## Work required
The whole listing is to be repeated exactly. Add nothing.

## Record set
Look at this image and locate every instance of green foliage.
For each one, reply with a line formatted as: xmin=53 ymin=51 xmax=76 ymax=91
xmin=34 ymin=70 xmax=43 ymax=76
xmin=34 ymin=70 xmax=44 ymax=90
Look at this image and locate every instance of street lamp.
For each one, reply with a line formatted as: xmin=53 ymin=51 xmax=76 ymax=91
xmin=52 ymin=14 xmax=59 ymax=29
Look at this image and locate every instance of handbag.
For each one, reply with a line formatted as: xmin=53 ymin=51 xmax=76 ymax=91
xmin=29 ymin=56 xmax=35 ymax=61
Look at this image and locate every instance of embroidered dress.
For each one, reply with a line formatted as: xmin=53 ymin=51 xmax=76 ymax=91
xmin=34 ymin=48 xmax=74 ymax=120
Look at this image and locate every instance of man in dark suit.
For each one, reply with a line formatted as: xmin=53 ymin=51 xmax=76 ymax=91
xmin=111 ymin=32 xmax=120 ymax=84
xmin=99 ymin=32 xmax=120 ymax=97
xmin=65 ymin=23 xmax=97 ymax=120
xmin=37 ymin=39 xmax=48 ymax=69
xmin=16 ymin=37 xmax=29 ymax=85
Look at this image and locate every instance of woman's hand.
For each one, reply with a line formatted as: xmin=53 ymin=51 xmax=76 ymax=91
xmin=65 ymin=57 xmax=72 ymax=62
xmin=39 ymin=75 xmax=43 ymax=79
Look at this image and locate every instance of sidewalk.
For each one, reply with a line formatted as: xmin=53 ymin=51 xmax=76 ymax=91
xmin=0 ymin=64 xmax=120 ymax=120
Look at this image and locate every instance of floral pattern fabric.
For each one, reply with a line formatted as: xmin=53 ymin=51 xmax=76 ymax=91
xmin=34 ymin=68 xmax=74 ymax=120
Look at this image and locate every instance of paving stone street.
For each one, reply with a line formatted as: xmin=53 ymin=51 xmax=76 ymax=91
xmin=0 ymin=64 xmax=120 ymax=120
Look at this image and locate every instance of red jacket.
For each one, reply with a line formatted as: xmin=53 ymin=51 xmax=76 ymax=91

## Output of the exercise
Look at this image and locate every instance of green foliage.
For each one, reply with a line formatted as: xmin=53 ymin=51 xmax=76 ymax=91
xmin=34 ymin=70 xmax=43 ymax=76
xmin=34 ymin=70 xmax=44 ymax=90
Look at this image and locate every instance of street lamp.
For each one, reply with a line formatted as: xmin=53 ymin=51 xmax=76 ymax=91
xmin=52 ymin=14 xmax=59 ymax=29
Look at this image and locate every instance of handbag.
For each one, reply with a line formatted as: xmin=53 ymin=51 xmax=76 ymax=91
xmin=29 ymin=56 xmax=35 ymax=61
Look at this image and locate every instance of embroidered dress.
For each one, reply with a line formatted as: xmin=53 ymin=51 xmax=76 ymax=91
xmin=34 ymin=48 xmax=74 ymax=120
Look at this image and locate every instance of man in dark suit.
For each one, reply with a line formatted as: xmin=53 ymin=51 xmax=76 ymax=91
xmin=111 ymin=32 xmax=120 ymax=84
xmin=99 ymin=32 xmax=120 ymax=97
xmin=65 ymin=23 xmax=97 ymax=120
xmin=37 ymin=39 xmax=48 ymax=69
xmin=16 ymin=37 xmax=29 ymax=85
Look at this image and locate every instance of woman's hand.
For each one, reply with a line formatted as: xmin=53 ymin=51 xmax=76 ymax=91
xmin=65 ymin=57 xmax=72 ymax=62
xmin=39 ymin=75 xmax=43 ymax=79
Look at this image and locate every instance of sidewalk.
For each one, reply with a line formatted as: xmin=53 ymin=51 xmax=76 ymax=91
xmin=0 ymin=64 xmax=120 ymax=120
Look at this image and locate every instance of floral pattern fabric.
For each one, reply with a line formatted as: xmin=53 ymin=51 xmax=76 ymax=91
xmin=34 ymin=68 xmax=74 ymax=120
Look at this image and locate every instance of paving stone street.
For each one, reply with a line formatted as: xmin=53 ymin=51 xmax=76 ymax=91
xmin=0 ymin=64 xmax=120 ymax=120
Look at this image and locate every instance of red jacket.
For each one, reply with a line formatted as: xmin=53 ymin=51 xmax=76 ymax=91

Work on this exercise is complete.